■ Texte:

----

Les propriétés matérielles et physiques, qui peuvent être connues de la conscience.
Les propriétés mentales, qui peuvent être connues de la conscience.
nibbāna, parinibbāna.
Ce que nous appelons la conscience, les phénomènes mentaux et les phénomènes physiques, ce sont les cinq agrégats.
En fait, lorsqu’on parle des « cinq agrégats », c’est juste une manière différente d’énoncer. Tantôt on les énonce comme étant deux catégories (d’un côté les phénomènes physiques et de l’autre les phénomènes mentaux), tantôt on donne trois catégories (la conscience, les phénomènes matériels et les phénomènes mentaux), tantôt on donne cinq catégories (les cinq agrégats), tantôt on en donne encore plus. On dit qu’il y a vingt-huit propriétés matérielles, qu’il y a cinquante-deux propriétés mentales, (etc.) On peut subdiviser, les contemporains de Bouddha ne s’en sont pas abstenus. On peut regrouper tout cela en trois : La conscience, les phénomènes matériels et les phénomènes mentaux. Puis il y a quelque chose qui sort de cette catégorie, de cette liste, qui est : nibbāna (ou parinibbāna). C’est cela que le Bienheureux a découvert.
La fixation
À chaque fois que la conscience apparaît, elle est complètement verrouillée sur son objet, elle est fixée, figée sur son objet. On appelle cela upadāna, la fixation. De la même manière que lorsqu’on jette une boulette de pain sur une vitre, comme nous le faisions quand nous étions enfants, elle va rester collée sur la vitre. Ce qui fait que la boulette de pain est collée sur la vitre, c’est upadāna. Lorsqu’on applique un « post-it » par exemple, c’est upadāna qui fait que le « post-it » reste collé.

----

■ Consignes:
[1] Résumez en deux phrases le texte sur les cinq agrégats.
[2] D'après le texte sur les cinq agrégats, combien y a-t-il de propriétés mentales ?
[3] Poursuivez le texte sur les cinq agrégats à partir de sa dernière phrase.

■ Bloc de données:
----

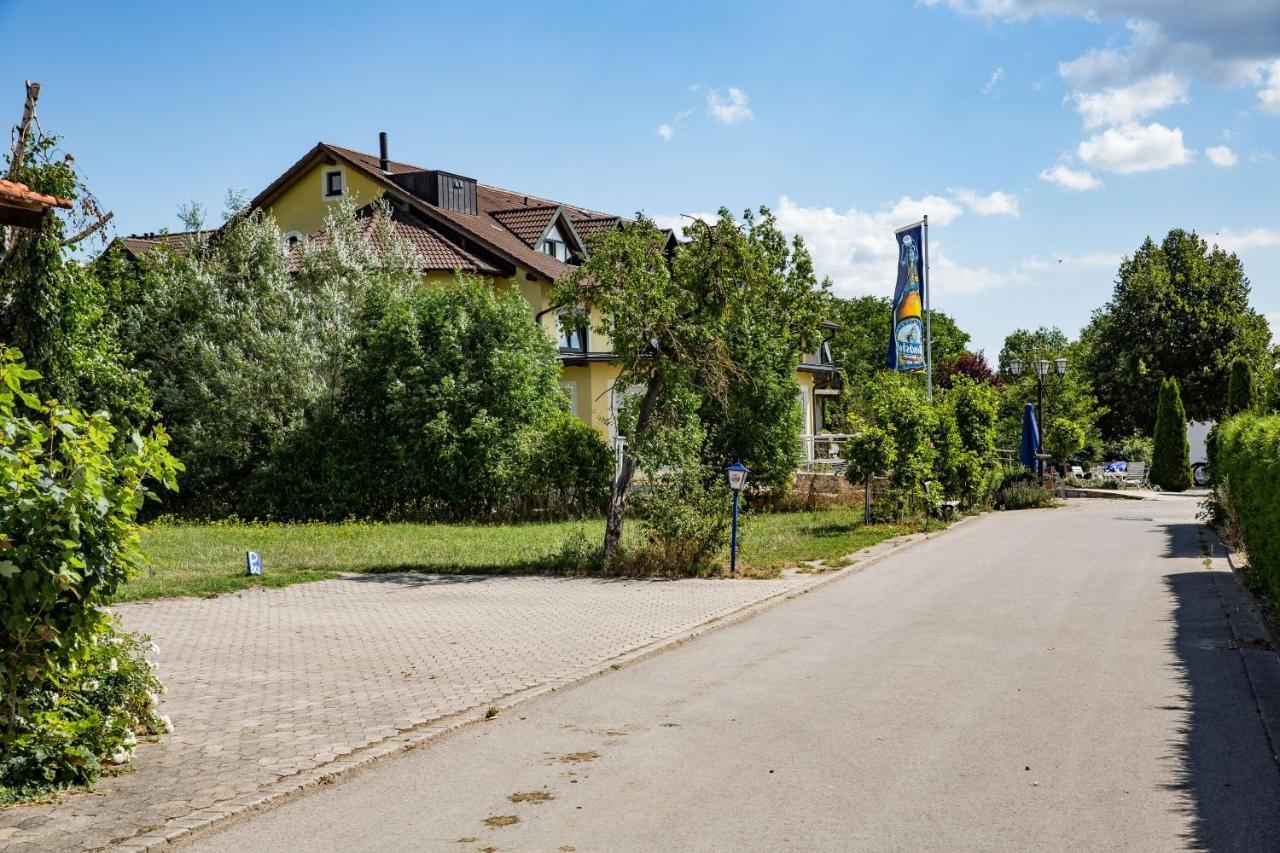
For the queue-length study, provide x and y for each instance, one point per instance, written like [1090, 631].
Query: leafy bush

----

■ Réponses:
[1] Les cinq agrégats ne sont qu'une manière parmi d'autres de présenter la conscience, les phénomènes mentaux et les phénomènes physiques, qu'on peut aussi ranger en deux, trois catégories ou davantage, alors que nibbāna sort de cette liste. La fixation, upadāna, c'est le fait que la conscience, chaque fois qu'elle apparaît, reste collée à son objet, comme une boulette de pain sur une vitre ou un « post-it ».

[2] Il y en a cinquante-deux.

[3]
De la même manière, la conscience reste collée sur son objet. C’est tout à fait naturel, c’est comme ça que cela fonctionne. Même un être pleinement libéré comme le Bienheureux, bouddha éveillé, lorsqu’il était conscient, lorsqu’il parlait, lorsqu’il marchait, cela était la conscience qui était fixée sur son objet (upadāna). La conscience a une telle faculté de coller à son objet que même lorsque Bouddha a expérimenté la cessation complète des cinq agrégats, la conscience a continué d’apparaître. Même si nibbāna est un objet bien particulier, il n’empêche que c’est un objet et c’est précisément pour cela qu’il peut être lui aussi connu de la conscience.
Ainsi, lorsque les cinq agrégats ont cessé d’apparaître, aussitôt après, la conscience se projette de nouveau. Comme il n’y avait plus de phénomènes matériels et de phénomènes mentaux à connaître, elle s’est projeté sur ce qui reste. Ce qu’il reste, c’est nibbāna. C’est ainsi que Bouddha s’en est souvenu. C’est ainsi qu’il a pu parler de nibbāna. Car s’il avait seulement perdu conscience, comment aurait-il pu dire qu’il a connu nibbāna ? On ne peut pas connaître nibbāna dans l’inconscient, pour le connaître, il faut être conscient. Il a donc VU nibbāna, il a CONNU nibbāna, il a touché nibbāna.
Il a connu nibbāna lorsque la conscience a arrêté de se fixer sur ces objets, qui apparaissent et qui disparaissent sans cesse. Aussitôt que la conscience a arrêté de se fixer sur ces objets, elle s’est projeté sur nibbāna et elle s’est fixée sur nibbāna, car elle ne peut pas faire autrement que de se fixer sur ce qu’elle prend. Ainsi, pendant un court instant, parce que la fixation sur nibbāna ne peut pas durer longtemps, Bouddha a connu nibbāna.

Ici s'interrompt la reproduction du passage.